* _TASK DESCRIPTION_: Give the lines below as a JSON list of strings, one string per line, leaving out any blank lines. Include every line from start to finish.

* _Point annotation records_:
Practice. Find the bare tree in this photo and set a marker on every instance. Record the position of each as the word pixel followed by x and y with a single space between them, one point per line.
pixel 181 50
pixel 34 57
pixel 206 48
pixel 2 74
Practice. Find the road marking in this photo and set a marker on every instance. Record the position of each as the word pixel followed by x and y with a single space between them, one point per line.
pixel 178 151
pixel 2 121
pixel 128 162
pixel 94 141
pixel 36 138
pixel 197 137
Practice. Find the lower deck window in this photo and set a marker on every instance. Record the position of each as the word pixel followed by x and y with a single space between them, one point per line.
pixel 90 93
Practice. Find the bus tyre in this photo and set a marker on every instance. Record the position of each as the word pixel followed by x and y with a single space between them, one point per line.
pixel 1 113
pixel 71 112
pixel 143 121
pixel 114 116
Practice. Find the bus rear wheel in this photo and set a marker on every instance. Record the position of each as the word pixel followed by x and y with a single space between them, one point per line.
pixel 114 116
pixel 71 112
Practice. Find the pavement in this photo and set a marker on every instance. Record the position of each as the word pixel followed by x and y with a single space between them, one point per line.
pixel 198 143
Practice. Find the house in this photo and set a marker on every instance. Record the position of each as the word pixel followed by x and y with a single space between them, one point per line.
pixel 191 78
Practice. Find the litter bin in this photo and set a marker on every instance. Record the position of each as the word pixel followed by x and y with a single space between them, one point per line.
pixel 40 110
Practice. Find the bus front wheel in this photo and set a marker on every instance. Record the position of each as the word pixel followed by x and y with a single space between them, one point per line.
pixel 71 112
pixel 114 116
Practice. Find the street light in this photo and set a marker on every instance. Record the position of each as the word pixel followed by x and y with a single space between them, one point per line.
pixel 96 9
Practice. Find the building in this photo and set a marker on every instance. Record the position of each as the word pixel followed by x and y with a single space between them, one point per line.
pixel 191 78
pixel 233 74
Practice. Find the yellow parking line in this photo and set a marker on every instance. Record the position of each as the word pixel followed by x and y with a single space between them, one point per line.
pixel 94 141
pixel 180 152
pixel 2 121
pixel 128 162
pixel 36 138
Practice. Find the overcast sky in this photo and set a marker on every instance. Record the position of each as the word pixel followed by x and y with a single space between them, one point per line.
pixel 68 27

* _THE RESPONSE_:
[
  "Practice. Find the bare tree in this photo and set a marker on every instance. Record the position of each as the word pixel followed by x and y with a single space between them, one point per line.",
  "pixel 181 50",
  "pixel 34 57",
  "pixel 206 48",
  "pixel 2 74",
  "Practice. Find the road marking in this photo and set a marker on every instance. Record the position of each as the word pixel followed by x and y with a single space between them, one point per line.",
  "pixel 178 151",
  "pixel 2 121",
  "pixel 128 162",
  "pixel 94 141",
  "pixel 36 138",
  "pixel 197 137",
  "Practice. Find the lower deck window in this photo and set a marker on every instance. Record the position of each as the word pixel followed by x and y with a single space between them, one point per line.",
  "pixel 90 93",
  "Practice. Find the bus tyre in this photo and set a marker on every instance. Record the position of each as the word pixel followed by x and y with a single space between them, one point per line.",
  "pixel 1 113",
  "pixel 71 112",
  "pixel 143 121",
  "pixel 114 116",
  "Practice. Find the bus rear wheel in this photo and set a marker on every instance. Record the position of each as the word pixel followed by x and y with a single space between them, one point per line.",
  "pixel 114 116",
  "pixel 71 112",
  "Practice. Find the pavement in this photo and set a marker on every instance. Record the position of each as the word pixel followed by x and y with a single space between them, one point per line.",
  "pixel 198 143",
  "Practice. Find the house in this photo and set a marker on every instance. Record the position of each as the word pixel followed by x and y with a single space between them, one point per line.",
  "pixel 191 78",
  "Practice. Find the litter bin in this photo and set a marker on every instance. Record the position of each as the word pixel followed by x and y with a single space between them, one point per line.",
  "pixel 40 110",
  "Practice. Find the bus front wheel in this photo and set a marker on every instance. Record the position of each as the word pixel followed by x and y with a single space between them, one point per line.",
  "pixel 71 112",
  "pixel 114 116",
  "Practice. Find the street light in this photo and set a marker on every instance. Record the position of each as the word pixel followed by x and y with a single space between them, one point per line.",
  "pixel 96 9",
  "Practice. Find the building in this photo and set a marker on every instance. Record the position of each as the word pixel followed by x and y with a single space between them, one point per line.",
  "pixel 191 78",
  "pixel 233 74",
  "Practice. Find the yellow parking line in this photo and set a marker on every instance. Record the position of each as the word pixel followed by x and y with a single space between them, one point per line.",
  "pixel 94 141",
  "pixel 180 152",
  "pixel 2 121",
  "pixel 128 162",
  "pixel 36 138",
  "Practice. Find the overcast sky in this photo and set a marker on every instance. Record the position of each as the word pixel followed by x and y with a single space between them, one point per line.",
  "pixel 68 27"
]